(WHAT YOU NEED TO DO): Reproduce verbatim the line where "Put a point on every instance of the white" occurs, along with all following lines down to the last line of the data.

(THE DATA):
--- START ---
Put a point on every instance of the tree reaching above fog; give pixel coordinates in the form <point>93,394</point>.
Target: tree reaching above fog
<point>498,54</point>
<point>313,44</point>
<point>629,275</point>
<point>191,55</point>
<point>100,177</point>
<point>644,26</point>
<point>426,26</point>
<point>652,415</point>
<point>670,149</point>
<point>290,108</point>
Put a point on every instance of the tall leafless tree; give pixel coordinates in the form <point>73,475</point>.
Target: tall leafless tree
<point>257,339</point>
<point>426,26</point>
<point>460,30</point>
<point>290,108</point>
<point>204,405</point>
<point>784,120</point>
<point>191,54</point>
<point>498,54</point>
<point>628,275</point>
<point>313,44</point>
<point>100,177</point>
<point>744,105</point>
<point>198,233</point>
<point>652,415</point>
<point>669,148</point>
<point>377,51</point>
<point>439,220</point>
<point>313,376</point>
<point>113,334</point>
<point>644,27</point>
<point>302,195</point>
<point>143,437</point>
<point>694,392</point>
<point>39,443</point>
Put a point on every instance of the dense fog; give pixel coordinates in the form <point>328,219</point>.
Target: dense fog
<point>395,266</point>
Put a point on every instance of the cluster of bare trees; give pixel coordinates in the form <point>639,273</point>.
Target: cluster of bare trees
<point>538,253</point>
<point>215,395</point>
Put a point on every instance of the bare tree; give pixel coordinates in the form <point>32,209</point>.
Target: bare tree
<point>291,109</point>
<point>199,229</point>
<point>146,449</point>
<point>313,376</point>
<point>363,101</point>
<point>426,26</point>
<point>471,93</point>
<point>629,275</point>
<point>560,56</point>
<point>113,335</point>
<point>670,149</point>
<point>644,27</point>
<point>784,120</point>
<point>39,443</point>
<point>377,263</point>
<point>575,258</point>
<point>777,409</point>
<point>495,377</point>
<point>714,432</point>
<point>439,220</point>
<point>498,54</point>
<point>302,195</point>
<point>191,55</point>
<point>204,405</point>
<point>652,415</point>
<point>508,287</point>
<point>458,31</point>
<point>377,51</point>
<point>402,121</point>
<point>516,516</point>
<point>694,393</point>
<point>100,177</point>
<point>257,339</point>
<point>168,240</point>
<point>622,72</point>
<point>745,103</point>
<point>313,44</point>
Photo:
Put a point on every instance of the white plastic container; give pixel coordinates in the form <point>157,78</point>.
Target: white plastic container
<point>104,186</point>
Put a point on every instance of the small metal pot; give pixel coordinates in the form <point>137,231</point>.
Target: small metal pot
--- END ---
(THE ANSWER):
Put a point on every instance of the white plastic container; give pixel coordinates in the form <point>157,78</point>.
Target: white plastic container
<point>104,186</point>
Put a point on every instance of the small metal pot; give pixel coordinates in the form <point>137,231</point>.
Target: small metal pot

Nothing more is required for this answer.